Request:
Reproduce each line of the material exactly, minus any picture.

─── Record excerpts

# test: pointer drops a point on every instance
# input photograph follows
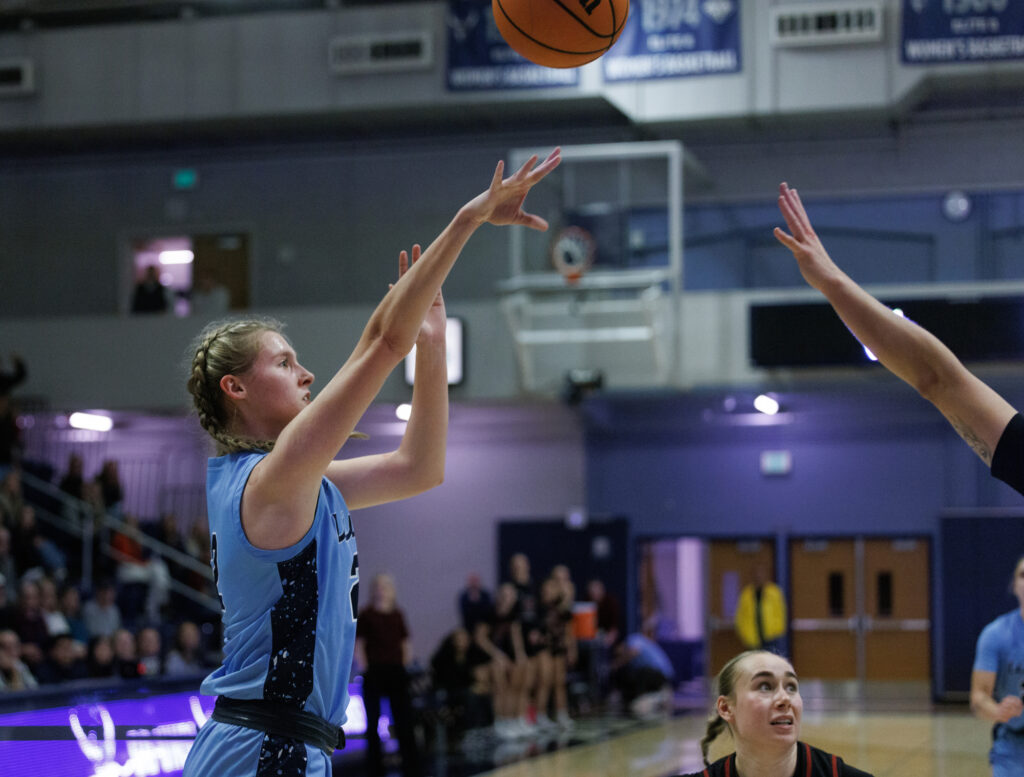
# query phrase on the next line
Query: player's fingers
(801, 211)
(785, 207)
(785, 239)
(526, 167)
(534, 221)
(496, 179)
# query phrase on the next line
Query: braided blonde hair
(725, 685)
(225, 348)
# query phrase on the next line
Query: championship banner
(962, 31)
(676, 38)
(479, 58)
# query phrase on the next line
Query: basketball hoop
(572, 253)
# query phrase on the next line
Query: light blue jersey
(289, 627)
(1000, 649)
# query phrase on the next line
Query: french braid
(224, 348)
(725, 685)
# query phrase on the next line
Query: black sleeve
(848, 771)
(1008, 460)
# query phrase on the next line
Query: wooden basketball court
(888, 741)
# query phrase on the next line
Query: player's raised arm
(977, 413)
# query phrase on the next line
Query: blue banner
(675, 38)
(479, 58)
(962, 31)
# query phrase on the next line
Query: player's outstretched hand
(502, 203)
(815, 264)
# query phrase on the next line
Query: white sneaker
(524, 728)
(506, 729)
(543, 722)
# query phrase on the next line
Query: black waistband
(280, 720)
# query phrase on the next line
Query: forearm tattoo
(977, 444)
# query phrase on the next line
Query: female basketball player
(758, 700)
(986, 422)
(283, 547)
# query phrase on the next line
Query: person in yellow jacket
(760, 618)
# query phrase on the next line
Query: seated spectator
(460, 674)
(7, 610)
(11, 498)
(73, 482)
(71, 606)
(474, 603)
(144, 580)
(64, 662)
(111, 490)
(609, 612)
(34, 551)
(7, 566)
(30, 623)
(14, 675)
(100, 657)
(126, 655)
(10, 434)
(48, 603)
(102, 617)
(642, 673)
(151, 296)
(185, 657)
(147, 647)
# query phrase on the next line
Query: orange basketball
(560, 33)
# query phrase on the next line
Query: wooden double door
(859, 607)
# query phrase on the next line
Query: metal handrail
(85, 531)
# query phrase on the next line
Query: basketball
(560, 33)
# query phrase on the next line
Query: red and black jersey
(810, 763)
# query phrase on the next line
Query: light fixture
(90, 421)
(766, 404)
(179, 256)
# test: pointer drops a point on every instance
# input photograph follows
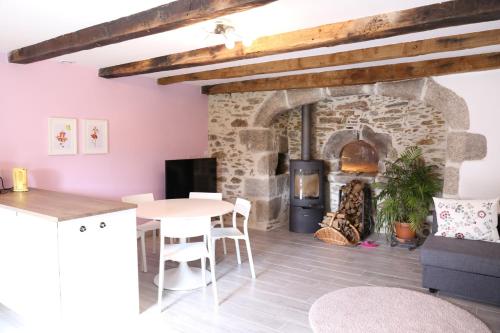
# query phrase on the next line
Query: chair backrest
(242, 207)
(205, 195)
(184, 227)
(138, 198)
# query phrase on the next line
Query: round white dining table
(183, 277)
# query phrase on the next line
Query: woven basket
(331, 235)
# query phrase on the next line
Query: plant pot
(404, 232)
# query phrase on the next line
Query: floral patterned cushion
(467, 219)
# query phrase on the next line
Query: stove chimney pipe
(306, 132)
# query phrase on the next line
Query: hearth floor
(293, 270)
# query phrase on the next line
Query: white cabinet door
(7, 259)
(30, 269)
(98, 267)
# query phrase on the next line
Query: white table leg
(183, 277)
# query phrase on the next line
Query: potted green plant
(406, 194)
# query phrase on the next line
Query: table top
(59, 206)
(183, 208)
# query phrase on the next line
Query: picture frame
(62, 136)
(95, 136)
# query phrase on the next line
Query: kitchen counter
(83, 269)
(57, 206)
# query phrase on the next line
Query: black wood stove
(307, 199)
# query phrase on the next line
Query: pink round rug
(382, 309)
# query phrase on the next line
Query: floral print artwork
(62, 136)
(467, 219)
(96, 136)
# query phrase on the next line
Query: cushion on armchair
(467, 219)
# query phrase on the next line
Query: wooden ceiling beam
(385, 52)
(366, 75)
(166, 17)
(439, 15)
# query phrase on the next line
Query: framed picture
(62, 136)
(95, 136)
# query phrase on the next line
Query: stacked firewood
(339, 222)
(344, 226)
(351, 205)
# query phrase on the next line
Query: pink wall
(147, 124)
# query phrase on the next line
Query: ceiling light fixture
(227, 30)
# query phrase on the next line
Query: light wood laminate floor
(293, 270)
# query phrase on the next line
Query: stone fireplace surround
(246, 142)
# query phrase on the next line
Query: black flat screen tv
(191, 175)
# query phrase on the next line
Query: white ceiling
(27, 22)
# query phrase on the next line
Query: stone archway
(246, 144)
(461, 145)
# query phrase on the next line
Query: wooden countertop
(57, 206)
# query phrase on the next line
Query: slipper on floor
(368, 244)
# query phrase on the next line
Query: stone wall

──────

Task result:
# test: pointer drops a point on every instance
# input photograph follows
# query phrase on the next line
Query: player's fingers
(801, 211)
(785, 207)
(785, 239)
(526, 167)
(534, 221)
(496, 179)
# query phrase on the next line
Query: braided blonde hair
(725, 685)
(225, 348)
# query phrase on the next line
Query: championship banner
(962, 31)
(676, 38)
(479, 58)
# query phrase on the next line
Query: basketball hoop
(572, 253)
# query phrase on the next line
Query: light blue jersey
(289, 627)
(1000, 649)
# query phrase on the next line
Query: french braid
(224, 348)
(725, 685)
# query phrase on the next line
Query: black sleeve
(848, 771)
(1008, 460)
# query phrase on the next line
Query: wooden basketball court
(888, 741)
# query phrase on the next line
Query: player's raised arm
(977, 413)
# query phrase on the next line
Query: blue banner
(675, 38)
(479, 58)
(962, 31)
# query phrase on the next line
Query: player's outstretched hand
(502, 203)
(815, 264)
# query phrase on the next line
Query: white sneaker
(524, 728)
(506, 729)
(543, 722)
# query phrase on the next line
Query: black waistband
(280, 720)
# query phrase on the next line
Query: forearm tattoo
(977, 444)
# query phrase on the next line
Query: female basketball player
(758, 700)
(986, 422)
(283, 547)
# query phrase on the next line
Query: person in yellow jacket
(760, 618)
# query phrase on the next line
Query: seated spectator
(460, 674)
(7, 610)
(11, 498)
(73, 482)
(71, 606)
(474, 603)
(144, 580)
(64, 662)
(111, 490)
(609, 612)
(34, 551)
(7, 566)
(30, 623)
(14, 675)
(100, 657)
(126, 655)
(10, 434)
(48, 603)
(102, 617)
(642, 673)
(151, 296)
(185, 657)
(147, 647)
# query phrase on the next line
Query: orange basketball
(560, 33)
# query phrase on the next line
Query: wooden double door
(859, 607)
# query phrase on the next line
Query: metal handrail
(85, 531)
# query phrase on the next line
Query: basketball
(560, 33)
# query phrase on the next line
Query: red and black jersey
(810, 763)
# query phrase on the next line
Query: light fixture
(90, 421)
(766, 404)
(179, 256)
# test: pointer drops a point on every instance
# input photograph follows
# query phrase on the next line
Query: chair backrest
(242, 207)
(205, 195)
(184, 227)
(138, 198)
# query phrase on the next line
Query: round white dining table
(183, 277)
# query phrase on the next line
Query: woven basket
(331, 235)
# query phrase on the next line
Query: plant pot
(404, 232)
# query phrase on the next line
Query: floral patterned cushion
(467, 219)
# query phrase on the next line
Query: stove chimney pipe
(306, 132)
# query phrase on the next line
Query: hearth floor
(293, 270)
# query phrase on the next line
Query: white cabinet door
(7, 259)
(30, 269)
(98, 267)
# query phrase on the next line
Query: white table leg
(183, 277)
# query phrase on the next line
Query: potted green plant
(406, 194)
# query phrase on the next line
Query: table top
(59, 206)
(183, 208)
# query phrase on the next line
Query: picture frame
(62, 136)
(95, 136)
# query phrase on the next line
Query: kitchen counter
(83, 269)
(57, 206)
# query phrase on the next line
Query: black wood stove
(307, 199)
# query phrase on the next line
Query: pink round rug
(382, 309)
# query phrase on the next line
Query: floral print artwork
(62, 136)
(467, 219)
(96, 136)
# query phrase on the next line
Query: cushion on armchair
(467, 219)
# query phrase on the next line
Query: wooden ceiling beam
(385, 52)
(366, 75)
(166, 17)
(439, 15)
# query phrase on the next line
Query: framed picture
(62, 136)
(95, 136)
# query phrase on the next line
Query: stacked firewood
(339, 222)
(344, 226)
(351, 205)
# query phrase on the next line
Query: pink wall
(147, 124)
# query phrase on the next line
Query: ceiling light fixture
(227, 30)
# query phrase on the next line
Query: light wood laminate floor
(293, 270)
# query phrase on the next line
Query: stone fireplace surround
(246, 142)
# query phrase on the next line
Query: black flat screen tv
(191, 175)
# query phrase on the next line
Query: white ceiling
(27, 22)
# query phrase on the next line
Query: stone archway
(246, 144)
(461, 145)
# query phrase on the next line
Query: wooden countertop
(57, 206)
# query phrase on the next line
Query: slipper on floor
(368, 244)
# query phrase on the next line
Query: stone wall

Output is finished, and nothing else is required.